» **Source extract**:
[Start of Attachment]

Eli Lilly has hiked the list price of a commonly used insulin product by an inflation-adjusted 680 percent since 1996.

A person shows their insulin kit on January 17, 2020, in St.Paul, Minnesota.

New research unveiled Monday estimates that around 1.3 million U.S. adults with diabetes either skipped entire insulin doses, took less than needed, or put off purchases of the medicine over the past year due to its high cost, a striking indictment of a healthcare system that allows profit-seeking pharmaceutical companies to drive up prices at will.

The authors of the new study, published in the Annals of Internal Medicine, analyzed data from the 2021 National Health Interview Survey, examining a sample representative of 1.4 million U.S. adults with type 1 diabetes and 5.8 million with type 2 diabetes.

The results indicate that 16.5% of all adult insulin users across the U.S. rationed insulin in some way in the past year, with rationing more common among those with type 1 diabetes than type 2.

[End of Attachment]

Point localization data
[Start of Attachment]

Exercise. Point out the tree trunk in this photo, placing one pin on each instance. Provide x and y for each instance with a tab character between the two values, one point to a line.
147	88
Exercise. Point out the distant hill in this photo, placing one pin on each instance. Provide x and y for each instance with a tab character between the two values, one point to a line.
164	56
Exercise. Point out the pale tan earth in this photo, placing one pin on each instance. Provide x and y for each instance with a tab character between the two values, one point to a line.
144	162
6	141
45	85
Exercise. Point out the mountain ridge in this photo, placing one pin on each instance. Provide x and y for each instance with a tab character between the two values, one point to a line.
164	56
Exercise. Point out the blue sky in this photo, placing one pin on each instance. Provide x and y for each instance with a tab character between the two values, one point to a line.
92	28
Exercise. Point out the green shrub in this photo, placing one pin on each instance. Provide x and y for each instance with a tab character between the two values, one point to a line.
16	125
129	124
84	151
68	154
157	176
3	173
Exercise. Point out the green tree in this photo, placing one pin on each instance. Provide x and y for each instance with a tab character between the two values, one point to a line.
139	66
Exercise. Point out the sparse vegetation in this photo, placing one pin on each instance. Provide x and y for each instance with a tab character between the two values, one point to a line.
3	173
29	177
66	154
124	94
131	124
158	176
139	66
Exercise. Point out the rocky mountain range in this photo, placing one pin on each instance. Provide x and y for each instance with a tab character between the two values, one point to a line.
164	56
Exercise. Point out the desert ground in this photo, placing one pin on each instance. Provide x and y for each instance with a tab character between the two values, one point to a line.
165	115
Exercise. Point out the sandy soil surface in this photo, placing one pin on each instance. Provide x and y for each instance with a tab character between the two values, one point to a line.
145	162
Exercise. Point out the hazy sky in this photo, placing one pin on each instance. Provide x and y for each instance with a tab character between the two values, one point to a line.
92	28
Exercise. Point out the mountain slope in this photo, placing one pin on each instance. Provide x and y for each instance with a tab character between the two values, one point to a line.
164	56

[End of Attachment]
[Start of Attachment]

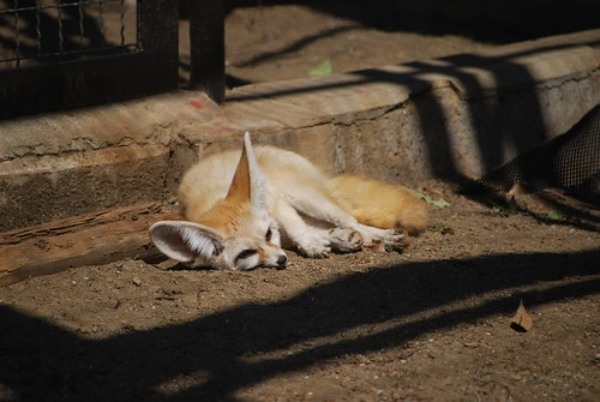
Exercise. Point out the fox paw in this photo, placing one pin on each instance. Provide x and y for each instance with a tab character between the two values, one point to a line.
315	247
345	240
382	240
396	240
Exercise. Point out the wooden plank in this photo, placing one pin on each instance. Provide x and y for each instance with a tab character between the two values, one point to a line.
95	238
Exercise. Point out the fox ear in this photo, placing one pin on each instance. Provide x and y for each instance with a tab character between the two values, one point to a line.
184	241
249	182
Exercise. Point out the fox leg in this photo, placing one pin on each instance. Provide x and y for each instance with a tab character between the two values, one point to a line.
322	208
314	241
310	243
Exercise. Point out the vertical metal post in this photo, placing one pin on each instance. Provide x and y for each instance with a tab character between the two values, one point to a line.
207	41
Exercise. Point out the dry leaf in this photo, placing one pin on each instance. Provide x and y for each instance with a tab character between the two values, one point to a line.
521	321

[End of Attachment]

» **Tasks to perform**:
A. Answer these questions from the text on insulin costs:
(i) By how much has Eli Lilly raised the list price of a commonly used insulin product since 1996?
(ii) Data from which survey did the study's authors analyze?
(iii) What share of all adult insulin users in the U.S. rationed insulin in the past year?
B. Resume the text on insulin costs after its last sentence.

» **Answers by task**:
A.
(i) By an inflation-adjusted 680 percent.
(ii) The 2021 National Health Interview Survey.
(iii) 16.5%.

B.
“Universal access to insulin, without cost barriers, is urgently needed,” Adam Gaffney, an ICU doctor at the Cambridge Health Alliance and the lead author of the study, told NBC News. “We have allowed pharmaceutical companies to set the agenda, and that is coming at the cost to our patients.”

Gaffney, an outspoken advocate of Medicare for All, said he has personally “cared for patients who have life-threatening complications of diabetes because they couldn’t afford this life-saving drug.”

The high price of insulin has long been a scandal in the U.S., where the list costs of the cheap-to-produce medicine are often up to 10 times higher than in other countries.

Sen. Bernie Sanders (I-Vt.) has famously led caravans of people with diabetes into neighboring Canada to spotlight the shocking price of insulin in the U.S., which does little to regulate the pharmaceutical industry’s price-setting power.

One recent report by Human Rights Watch (HRW) described insulin access in the U.S. as “a privilege that many cannot afford,” noting that “soaring medicine prices and inadequate health insurance coverage can result in unaffordable out-of-pocket costs that undermine the right to health, drive people into financial distress and debt, and disproportionately impact people who are socially and economically marginalized, reinforcing existing forms of structural discrimination.”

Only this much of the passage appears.